Collect every line of the records below that contains the string "striped", treating uppercase and lowercase as different.

* _Source material_:

* START *

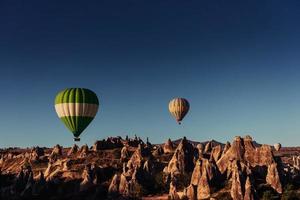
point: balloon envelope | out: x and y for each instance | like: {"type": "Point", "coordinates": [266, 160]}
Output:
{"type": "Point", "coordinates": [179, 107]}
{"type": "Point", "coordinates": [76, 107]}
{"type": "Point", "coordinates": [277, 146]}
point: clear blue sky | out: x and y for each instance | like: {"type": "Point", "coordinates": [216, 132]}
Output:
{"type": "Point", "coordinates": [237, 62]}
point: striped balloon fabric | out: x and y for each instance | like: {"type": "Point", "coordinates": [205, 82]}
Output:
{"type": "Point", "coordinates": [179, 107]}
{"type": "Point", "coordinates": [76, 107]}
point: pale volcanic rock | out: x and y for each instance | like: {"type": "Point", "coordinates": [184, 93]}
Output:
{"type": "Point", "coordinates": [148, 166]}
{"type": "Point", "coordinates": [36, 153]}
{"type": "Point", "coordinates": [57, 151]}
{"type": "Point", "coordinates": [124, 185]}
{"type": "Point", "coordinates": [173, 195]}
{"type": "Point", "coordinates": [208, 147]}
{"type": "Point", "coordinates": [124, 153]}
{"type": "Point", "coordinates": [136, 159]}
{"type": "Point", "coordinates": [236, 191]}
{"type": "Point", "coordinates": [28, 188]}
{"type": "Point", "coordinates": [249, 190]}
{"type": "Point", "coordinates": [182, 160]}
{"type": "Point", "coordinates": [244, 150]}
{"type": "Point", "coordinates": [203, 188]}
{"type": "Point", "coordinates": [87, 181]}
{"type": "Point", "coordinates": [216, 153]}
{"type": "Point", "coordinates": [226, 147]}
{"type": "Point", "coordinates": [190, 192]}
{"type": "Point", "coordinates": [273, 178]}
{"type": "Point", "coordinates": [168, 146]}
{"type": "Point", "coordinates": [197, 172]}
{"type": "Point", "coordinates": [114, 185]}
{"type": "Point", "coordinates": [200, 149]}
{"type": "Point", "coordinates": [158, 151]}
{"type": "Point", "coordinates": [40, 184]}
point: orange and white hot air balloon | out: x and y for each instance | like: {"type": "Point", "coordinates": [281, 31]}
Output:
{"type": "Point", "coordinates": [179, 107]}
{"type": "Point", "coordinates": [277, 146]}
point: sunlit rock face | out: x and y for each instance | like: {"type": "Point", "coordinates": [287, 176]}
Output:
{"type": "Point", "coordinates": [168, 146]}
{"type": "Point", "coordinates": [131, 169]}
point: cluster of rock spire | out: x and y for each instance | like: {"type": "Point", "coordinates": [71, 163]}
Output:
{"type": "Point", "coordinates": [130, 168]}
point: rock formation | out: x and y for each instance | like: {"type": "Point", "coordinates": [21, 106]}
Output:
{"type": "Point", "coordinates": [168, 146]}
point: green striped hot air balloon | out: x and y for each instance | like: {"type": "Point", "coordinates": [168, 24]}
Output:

* END *
* START *

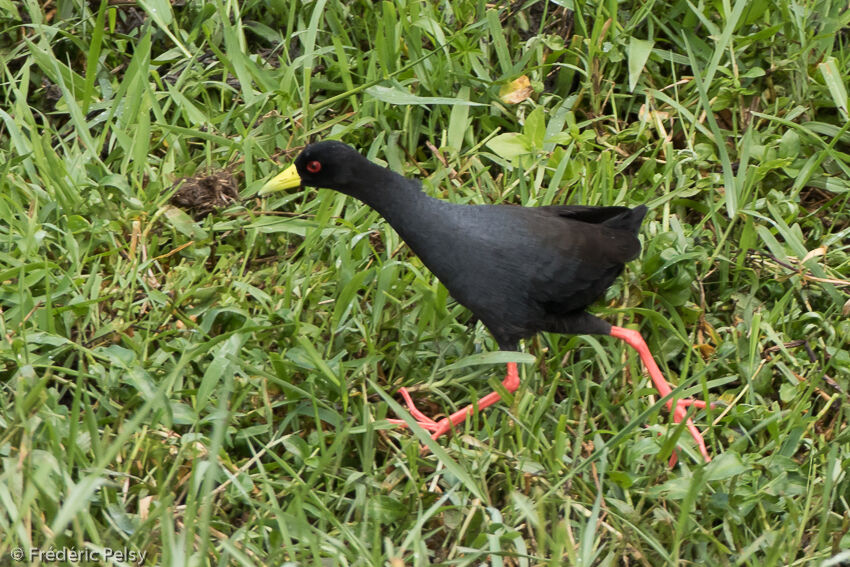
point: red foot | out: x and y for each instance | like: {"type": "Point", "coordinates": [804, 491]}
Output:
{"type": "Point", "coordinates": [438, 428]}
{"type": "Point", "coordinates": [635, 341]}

* END *

* _Output of the task_:
point: striped balloon fabric | out: x and y for each instance | like: {"type": "Point", "coordinates": [205, 82]}
point: green striped hot air balloon | out: x and y for each instance | like: {"type": "Point", "coordinates": [168, 24]}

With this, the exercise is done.